DESCRIPTION OF THE TASK
Set out every item below as a numbered list, skipping blank lines and leaving out the pictures.

----------

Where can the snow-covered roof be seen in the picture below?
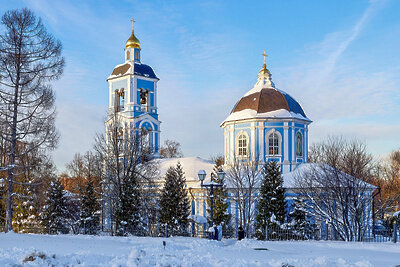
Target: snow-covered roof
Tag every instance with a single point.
(190, 165)
(289, 179)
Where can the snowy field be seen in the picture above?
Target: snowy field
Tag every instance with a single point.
(68, 250)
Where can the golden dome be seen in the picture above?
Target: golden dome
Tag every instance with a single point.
(132, 42)
(264, 70)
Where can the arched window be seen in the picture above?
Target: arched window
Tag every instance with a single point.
(299, 144)
(273, 144)
(242, 145)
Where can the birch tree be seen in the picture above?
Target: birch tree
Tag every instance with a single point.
(30, 58)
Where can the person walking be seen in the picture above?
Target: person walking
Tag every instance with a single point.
(219, 232)
(215, 232)
(240, 233)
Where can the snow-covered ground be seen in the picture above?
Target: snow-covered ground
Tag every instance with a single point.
(68, 250)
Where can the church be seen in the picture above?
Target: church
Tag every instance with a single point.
(266, 124)
(132, 89)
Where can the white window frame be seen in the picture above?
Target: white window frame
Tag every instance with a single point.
(246, 135)
(302, 144)
(273, 131)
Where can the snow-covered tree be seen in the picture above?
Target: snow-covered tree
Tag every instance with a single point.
(30, 58)
(300, 224)
(124, 165)
(271, 201)
(127, 214)
(174, 202)
(89, 210)
(55, 211)
(336, 187)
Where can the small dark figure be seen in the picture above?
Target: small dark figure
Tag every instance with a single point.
(215, 232)
(240, 233)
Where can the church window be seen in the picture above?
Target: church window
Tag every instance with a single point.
(299, 144)
(242, 142)
(273, 144)
(144, 94)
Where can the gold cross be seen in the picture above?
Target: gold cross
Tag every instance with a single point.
(265, 55)
(133, 21)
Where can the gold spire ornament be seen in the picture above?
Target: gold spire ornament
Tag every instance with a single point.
(264, 77)
(264, 69)
(132, 42)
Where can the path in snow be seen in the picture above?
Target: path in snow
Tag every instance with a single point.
(72, 250)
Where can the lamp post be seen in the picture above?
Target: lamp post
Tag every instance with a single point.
(202, 175)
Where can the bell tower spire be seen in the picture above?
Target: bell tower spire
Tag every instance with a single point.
(132, 47)
(264, 77)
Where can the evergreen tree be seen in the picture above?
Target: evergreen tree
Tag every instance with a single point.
(55, 212)
(271, 201)
(174, 202)
(220, 207)
(128, 210)
(89, 209)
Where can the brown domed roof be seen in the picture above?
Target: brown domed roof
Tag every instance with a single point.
(265, 100)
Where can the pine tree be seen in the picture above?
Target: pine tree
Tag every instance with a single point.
(89, 209)
(271, 201)
(174, 202)
(128, 211)
(55, 212)
(220, 207)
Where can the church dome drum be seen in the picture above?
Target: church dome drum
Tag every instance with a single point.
(267, 124)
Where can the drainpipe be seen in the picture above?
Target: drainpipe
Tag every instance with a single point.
(193, 211)
(373, 210)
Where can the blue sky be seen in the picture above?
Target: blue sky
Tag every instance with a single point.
(339, 59)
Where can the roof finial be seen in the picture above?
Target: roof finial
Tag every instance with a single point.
(264, 77)
(265, 55)
(133, 21)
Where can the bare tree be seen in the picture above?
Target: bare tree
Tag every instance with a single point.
(243, 178)
(336, 186)
(29, 59)
(388, 180)
(171, 149)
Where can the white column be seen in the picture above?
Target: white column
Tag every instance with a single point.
(294, 162)
(253, 141)
(305, 145)
(261, 143)
(286, 163)
(232, 142)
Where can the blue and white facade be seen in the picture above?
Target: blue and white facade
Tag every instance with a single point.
(266, 124)
(132, 88)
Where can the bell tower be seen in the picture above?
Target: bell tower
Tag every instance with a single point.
(132, 88)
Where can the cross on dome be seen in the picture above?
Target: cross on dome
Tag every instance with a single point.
(132, 42)
(133, 21)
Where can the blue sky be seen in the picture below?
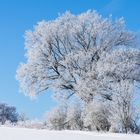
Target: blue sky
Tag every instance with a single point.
(17, 16)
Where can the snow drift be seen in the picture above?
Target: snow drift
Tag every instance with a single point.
(7, 133)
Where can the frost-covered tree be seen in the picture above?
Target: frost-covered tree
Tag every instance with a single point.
(82, 55)
(122, 108)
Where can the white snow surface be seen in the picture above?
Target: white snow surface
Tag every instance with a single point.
(7, 133)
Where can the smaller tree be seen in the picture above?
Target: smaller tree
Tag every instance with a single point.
(8, 113)
(56, 119)
(74, 117)
(96, 117)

----------

WORKED ANSWER
1. Where can the snow-covered roof be seen in the picture below?
2. Target: snow-covered roof
3. Tag every instance with a single point.
4. (190, 165)
5. (289, 179)
6. Where can the snowy field be seen in the picture above?
7. Target: snowy field
8. Tag every instance with a single point.
9. (68, 250)
10. Where can the golden dome be seen in the picture above?
11. Target: golden dome
12. Tag every instance with a single point.
13. (132, 42)
14. (264, 70)
15. Where can the arched window be seen in the picture above?
16. Target: arched window
17. Tag every instance with a single point.
18. (299, 144)
19. (273, 144)
20. (242, 145)
21. Where can the birch tree be seen in the picture above?
22. Target: birch tree
23. Tag every instance with a single point.
24. (30, 58)
25. Where can the person walking be seen in the picture above?
26. Target: person walking
27. Tag every instance with a single point.
28. (219, 232)
29. (215, 232)
30. (240, 233)
31. Where can the snow-covered ground be seen in the picture above?
32. Target: snow-covered ground
33. Tag every instance with a single point.
34. (68, 250)
35. Where can the church be seen in the picture above?
36. Target: church
37. Tag every instance with a single point.
38. (266, 124)
39. (132, 89)
40. Where can the white window frame be seen in the picture above?
41. Target: white window frame
42. Tag every instance with a single point.
43. (246, 135)
44. (302, 144)
45. (273, 131)
46. Where can the snow-covered tree be seen in the picture above?
47. Target: snow-covered tree
48. Tag every instance with a single point.
49. (30, 58)
50. (300, 224)
51. (124, 165)
52. (271, 201)
53. (127, 214)
54. (174, 202)
55. (89, 210)
56. (55, 211)
57. (336, 187)
58. Where can the small dark figure be seen in the picture above?
59. Target: small dark figure
60. Tag every instance with a single point.
61. (215, 232)
62. (240, 233)
63. Where can the church window be seen in the picture above?
64. Target: church window
65. Tag every instance with a single point.
66. (299, 144)
67. (242, 142)
68. (273, 144)
69. (144, 94)
70. Where can the gold cross be seen in the picture above?
71. Target: gold cross
72. Tag every instance with a single point.
73. (265, 55)
74. (133, 21)
75. Where can the gold spire ornament be seen in the picture above?
76. Target: gold spire ornament
77. Tag every instance with a single point.
78. (264, 77)
79. (264, 69)
80. (132, 42)
81. Where can the path in snow be seen in the picture above?
82. Target: path in snow
83. Tag every instance with a single point.
84. (72, 250)
85. Where can the lamp post be seen in the picture above?
86. Target: lamp post
87. Tag every instance with a single point.
88. (202, 175)
89. Where can the bell tower spire be seen in the picture above?
90. Target: bell tower spire
91. Tag every instance with a single point.
92. (132, 47)
93. (264, 77)
94. Where can the evergreen tree be seen in the picture above?
95. Target: evergreen tree
96. Tag every instance with a single point.
97. (55, 212)
98. (271, 201)
99. (174, 202)
100. (220, 207)
101. (128, 210)
102. (89, 209)
103. Where can the brown domed roof be seen in the picture above?
104. Target: brown domed roof
105. Tag every instance with a single point.
106. (265, 100)
107. Where can the pine tree be seen in the picture above?
108. Target: pine tree
109. Tag every instance with a single point.
110. (89, 209)
111. (271, 201)
112. (174, 202)
113. (128, 211)
114. (55, 212)
115. (220, 207)
116. Where can the church dome drum be seen in the picture above?
117. Target: church dome drum
118. Tag every instance with a single point.
119. (267, 124)
120. Where can the drainpipe be seen in the picture above?
121. Target: drainpipe
122. Tag every instance with a single point.
123. (193, 211)
124. (373, 210)
125. Where can the blue sky be seen in the picture above?
126. Target: blue sky
127. Tag every instance with a single point.
128. (339, 59)
129. Where can the roof finial be seen in the picture above?
130. Target: roof finial
131. Tag every instance with a single point.
132. (264, 77)
133. (265, 55)
134. (133, 21)
135. Where can the bare tree be seen in the picture above?
136. Target: bare tree
137. Tag every instance with a single point.
138. (243, 178)
139. (336, 186)
140. (29, 59)
141. (388, 180)
142. (171, 149)
143. Where can the white column be seen in the picture above?
144. Target: white column
145. Tag every instance with a single point.
146. (294, 162)
147. (253, 141)
148. (305, 145)
149. (261, 143)
150. (286, 163)
151. (232, 142)
152. Where can the blue and white facade be seen in the picture above?
153. Target: blue and white facade
154. Tag every instance with a single point.
155. (266, 124)
156. (132, 88)
157. Where can the bell tower be seen in the picture above?
158. Target: bell tower
159. Tag every instance with a single point.
160. (132, 88)
161. Where can the cross on dome be seen in the picture above?
162. Target: cross on dome
163. Tag every instance with a single point.
164. (132, 42)
165. (133, 21)
166. Where can the blue sky be seen in the picture below?
167. Target: blue sky
168. Tag every instance with a single point.
169. (17, 16)
170. Where can the snow drift be seen in the picture above?
171. Target: snow drift
172. Tag every instance with a single point.
173. (7, 133)
174. Where can the frost-covered tree be seen in the picture above?
175. Target: frost-covered tree
176. Tag every instance with a single point.
177. (82, 55)
178. (122, 108)
179. Where can the white snow surface be seen in the picture above?
180. Target: white snow surface
181. Tag every instance with a single point.
182. (7, 133)
183. Where can the smaller tree be seen in the picture above?
184. Target: smaller tree
185. Tag every instance with a single point.
186. (8, 113)
187. (56, 119)
188. (74, 117)
189. (96, 117)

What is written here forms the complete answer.